Rewrite the lines from the start of the rows through the line containing "pixel 147 411", inclusive, as a numbered list, skipping any blank lines.

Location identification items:
------------------------
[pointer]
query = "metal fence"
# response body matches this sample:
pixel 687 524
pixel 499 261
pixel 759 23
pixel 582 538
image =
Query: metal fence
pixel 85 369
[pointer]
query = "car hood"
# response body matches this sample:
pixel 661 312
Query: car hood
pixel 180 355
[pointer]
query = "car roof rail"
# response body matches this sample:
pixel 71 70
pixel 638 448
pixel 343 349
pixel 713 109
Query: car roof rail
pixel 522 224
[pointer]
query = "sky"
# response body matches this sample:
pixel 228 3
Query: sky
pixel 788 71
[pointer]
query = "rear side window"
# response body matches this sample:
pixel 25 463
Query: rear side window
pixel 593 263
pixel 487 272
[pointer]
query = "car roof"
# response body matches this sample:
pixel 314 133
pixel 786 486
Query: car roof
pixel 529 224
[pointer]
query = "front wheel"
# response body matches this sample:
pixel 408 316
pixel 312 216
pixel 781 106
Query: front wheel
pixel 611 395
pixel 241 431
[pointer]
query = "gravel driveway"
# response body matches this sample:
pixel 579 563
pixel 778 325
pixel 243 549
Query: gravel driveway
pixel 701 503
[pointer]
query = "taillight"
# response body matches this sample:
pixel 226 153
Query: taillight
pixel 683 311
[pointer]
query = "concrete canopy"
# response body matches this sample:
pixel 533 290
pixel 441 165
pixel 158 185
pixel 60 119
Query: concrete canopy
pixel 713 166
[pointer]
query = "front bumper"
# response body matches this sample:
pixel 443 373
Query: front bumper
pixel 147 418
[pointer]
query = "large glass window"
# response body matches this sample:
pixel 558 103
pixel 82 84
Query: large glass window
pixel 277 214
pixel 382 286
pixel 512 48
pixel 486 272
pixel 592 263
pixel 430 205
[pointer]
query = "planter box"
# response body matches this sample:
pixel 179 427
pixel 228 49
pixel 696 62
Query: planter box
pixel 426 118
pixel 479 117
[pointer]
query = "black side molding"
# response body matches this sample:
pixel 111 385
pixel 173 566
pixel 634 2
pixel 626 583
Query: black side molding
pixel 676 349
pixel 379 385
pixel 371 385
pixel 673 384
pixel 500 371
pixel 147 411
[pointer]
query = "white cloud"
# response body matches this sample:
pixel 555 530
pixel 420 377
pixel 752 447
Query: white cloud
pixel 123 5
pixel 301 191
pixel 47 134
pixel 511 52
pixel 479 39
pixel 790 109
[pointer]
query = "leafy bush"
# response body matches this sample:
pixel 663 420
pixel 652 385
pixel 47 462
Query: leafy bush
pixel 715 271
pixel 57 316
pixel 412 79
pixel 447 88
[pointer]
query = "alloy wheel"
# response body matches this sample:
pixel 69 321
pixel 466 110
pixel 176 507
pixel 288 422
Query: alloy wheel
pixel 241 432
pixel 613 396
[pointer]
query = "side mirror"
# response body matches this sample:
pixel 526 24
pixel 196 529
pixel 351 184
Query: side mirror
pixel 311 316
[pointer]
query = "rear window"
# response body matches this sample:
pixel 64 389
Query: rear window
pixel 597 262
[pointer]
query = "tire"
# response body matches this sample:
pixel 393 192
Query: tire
------------------------
■ **FINAL ANSWER**:
1. [pointer]
2. query = "metal fence"
3. # response body matches this sample:
4. pixel 687 524
5. pixel 499 261
6. pixel 759 23
7. pixel 582 538
8. image =
9. Query: metal fence
10. pixel 85 369
11. [pointer]
12. query = "car hood"
13. # response body matches this sample:
14. pixel 661 312
15. Query: car hood
16. pixel 180 355
17. [pointer]
18. query = "car roof rail"
19. # response body matches this sample:
20. pixel 71 70
21. pixel 638 448
22. pixel 343 349
23. pixel 713 109
24. Query: car roof rail
25. pixel 522 224
26. [pointer]
27. query = "sky"
28. # response body matches this sample:
29. pixel 228 3
30. Query: sky
31. pixel 788 71
32. [pointer]
33. query = "rear side window"
34. # response body matches this sample:
35. pixel 25 463
36. Query: rear side window
37. pixel 593 263
38. pixel 487 272
39. [pointer]
40. query = "car roof"
41. # response body matches this sample:
42. pixel 314 133
43. pixel 786 486
44. Query: car roof
45. pixel 529 224
46. [pointer]
47. query = "front wheel"
48. # response body matches this sample:
49. pixel 408 316
50. pixel 312 216
51. pixel 781 106
52. Query: front wheel
53. pixel 611 395
54. pixel 241 431
55. [pointer]
56. query = "gravel driveway"
57. # response body matches this sample:
58. pixel 579 563
59. pixel 778 325
60. pixel 243 549
61. Query: gravel driveway
62. pixel 701 503
63. [pointer]
64. query = "taillight"
65. # response body matches this sample:
66. pixel 226 153
67. Query: taillight
68. pixel 683 311
69. [pointer]
70. query = "concrete canopy"
71. # response body matches this sample:
72. pixel 533 290
73. pixel 441 165
74. pixel 158 185
75. pixel 60 119
76. Query: concrete canopy
77. pixel 713 166
78. [pointer]
79. query = "front bumper"
80. # response body matches this sample:
81. pixel 443 373
82. Query: front bumper
83. pixel 147 418
84. [pointer]
85. query = "large glass window"
86. # response body matches this sample:
87. pixel 558 103
88. pixel 82 84
89. Query: large glass window
90. pixel 277 214
91. pixel 382 286
92. pixel 512 48
93. pixel 486 272
94. pixel 592 263
95. pixel 430 205
96. [pointer]
97. query = "planter box"
98. # response body matches this sample:
99. pixel 179 427
100. pixel 228 49
101. pixel 696 62
102. Query: planter box
103. pixel 426 118
104. pixel 479 117
105. [pointer]
106. query = "black side molding"
107. # response body matches this sample:
108. pixel 111 385
109. pixel 173 566
110. pixel 634 2
111. pixel 626 583
112. Query: black side molding
113. pixel 676 349
114. pixel 379 385
115. pixel 371 385
116. pixel 673 384
117. pixel 500 371
118. pixel 147 411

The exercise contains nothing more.